**TO DO**. Line by line, copy all of the data exactly.

**Saved entries**.
________________________________________
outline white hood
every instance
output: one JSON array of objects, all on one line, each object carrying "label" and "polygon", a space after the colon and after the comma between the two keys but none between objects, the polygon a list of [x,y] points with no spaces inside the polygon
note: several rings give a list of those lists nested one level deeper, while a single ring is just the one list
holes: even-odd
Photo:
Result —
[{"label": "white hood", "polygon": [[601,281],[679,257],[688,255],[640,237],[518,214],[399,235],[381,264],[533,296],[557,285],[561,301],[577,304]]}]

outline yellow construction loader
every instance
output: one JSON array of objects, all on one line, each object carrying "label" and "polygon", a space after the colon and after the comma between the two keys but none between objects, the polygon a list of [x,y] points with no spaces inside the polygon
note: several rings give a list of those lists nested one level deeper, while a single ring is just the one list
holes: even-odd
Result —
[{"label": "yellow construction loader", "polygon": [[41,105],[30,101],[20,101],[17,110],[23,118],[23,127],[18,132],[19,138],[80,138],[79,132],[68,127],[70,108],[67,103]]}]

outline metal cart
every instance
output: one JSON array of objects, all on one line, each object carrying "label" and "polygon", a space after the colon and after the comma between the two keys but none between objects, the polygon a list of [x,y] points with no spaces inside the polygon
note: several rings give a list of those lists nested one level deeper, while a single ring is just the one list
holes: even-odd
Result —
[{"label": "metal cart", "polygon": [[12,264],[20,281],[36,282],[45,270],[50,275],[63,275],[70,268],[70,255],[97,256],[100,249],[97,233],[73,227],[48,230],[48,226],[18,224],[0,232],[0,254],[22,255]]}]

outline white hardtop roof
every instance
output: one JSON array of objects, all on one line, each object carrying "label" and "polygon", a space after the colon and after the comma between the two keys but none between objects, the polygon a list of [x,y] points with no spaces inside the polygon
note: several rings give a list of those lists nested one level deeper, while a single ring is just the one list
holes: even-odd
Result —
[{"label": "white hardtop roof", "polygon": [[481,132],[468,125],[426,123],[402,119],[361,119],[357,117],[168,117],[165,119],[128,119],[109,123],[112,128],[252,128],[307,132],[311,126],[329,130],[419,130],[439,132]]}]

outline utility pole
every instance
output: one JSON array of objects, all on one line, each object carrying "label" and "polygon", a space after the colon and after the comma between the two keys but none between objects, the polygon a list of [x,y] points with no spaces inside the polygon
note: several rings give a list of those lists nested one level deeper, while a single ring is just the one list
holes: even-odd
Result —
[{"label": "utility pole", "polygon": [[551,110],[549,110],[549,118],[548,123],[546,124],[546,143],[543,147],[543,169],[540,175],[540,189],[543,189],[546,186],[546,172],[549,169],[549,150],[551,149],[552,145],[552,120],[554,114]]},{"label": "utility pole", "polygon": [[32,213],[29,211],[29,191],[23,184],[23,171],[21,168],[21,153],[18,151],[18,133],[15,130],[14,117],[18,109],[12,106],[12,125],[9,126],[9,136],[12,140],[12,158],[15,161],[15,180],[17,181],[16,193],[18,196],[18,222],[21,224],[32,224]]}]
________________________________________
**SOLUTION FOR THIS TASK**.
outline white hood
every instance
output: one JSON array of objects, all on one line, each object carrying "label" and "polygon", a space after the colon and after the comma between the two keys but none between objects, the polygon a list of [x,y] points with no spaces inside the polygon
note: several rings give a list of those lists nested one level deeper, while a single ring is just the one list
holes: even-odd
Photo:
Result —
[{"label": "white hood", "polygon": [[601,281],[679,257],[688,255],[640,237],[518,214],[399,235],[381,264],[533,296],[557,285],[561,301],[577,304]]}]

outline yellow construction loader
every instance
output: one JSON array of objects, all on one line, each object carrying "label" and "polygon", a space after the colon and after the comma between the two keys but none between objects, the polygon a list of [x,y] points with no spaces inside the polygon
note: several rings give a list of those lists nested one level deeper, while a single ring is just the one list
holes: even-odd
Result —
[{"label": "yellow construction loader", "polygon": [[41,105],[30,101],[20,101],[17,110],[23,118],[23,127],[18,132],[19,138],[80,138],[79,132],[68,127],[70,108],[67,103]]}]

outline metal cart
every instance
output: one JSON array of objects, all on one line, each object carrying "label" and "polygon", a space after the colon and after the comma between the two keys but none between objects, the polygon a list of [x,y] points with no spaces inside the polygon
note: several rings give a list of those lists nested one level deeper, while a single ring is just the one list
holes: even-odd
Result —
[{"label": "metal cart", "polygon": [[12,264],[20,281],[36,282],[45,270],[50,275],[63,275],[70,268],[70,255],[97,256],[100,249],[97,233],[73,227],[48,230],[48,226],[18,224],[0,232],[0,254],[22,255]]}]

outline white hardtop roof
every instance
output: one JSON array of objects, all on one line, each object carrying "label" and "polygon", a space after the colon and after the comma between the two keys but none between objects, the polygon a list of [x,y] points with no spaces inside the polygon
note: several rings give a list of those lists nested one level deeper, while a single ring is just the one list
holes: even-odd
Result —
[{"label": "white hardtop roof", "polygon": [[481,132],[468,125],[426,123],[402,119],[361,119],[357,117],[168,117],[165,119],[128,119],[109,123],[112,128],[252,128],[307,132],[311,126],[329,130],[419,130],[439,132]]}]

outline utility pole
every instance
output: one JSON array of objects, all on one line, each object carrying "label" and "polygon", a space after the colon and after the comma between the two keys but none between objects, the polygon a list of [x,y] points with no spaces inside the polygon
note: several rings give a list of those lists nested one level deeper, while a single ring is just the one list
holes: even-odd
Result —
[{"label": "utility pole", "polygon": [[551,110],[549,110],[549,118],[548,123],[546,124],[546,143],[543,147],[543,169],[540,175],[540,189],[543,189],[546,186],[546,172],[549,169],[549,150],[551,149],[552,145],[552,120],[554,114]]},{"label": "utility pole", "polygon": [[32,213],[29,211],[29,191],[23,184],[23,171],[21,168],[21,153],[18,151],[18,133],[15,130],[14,117],[18,109],[12,106],[12,125],[9,126],[9,136],[12,140],[12,158],[15,161],[15,180],[17,181],[16,193],[18,196],[18,222],[21,224],[32,224]]}]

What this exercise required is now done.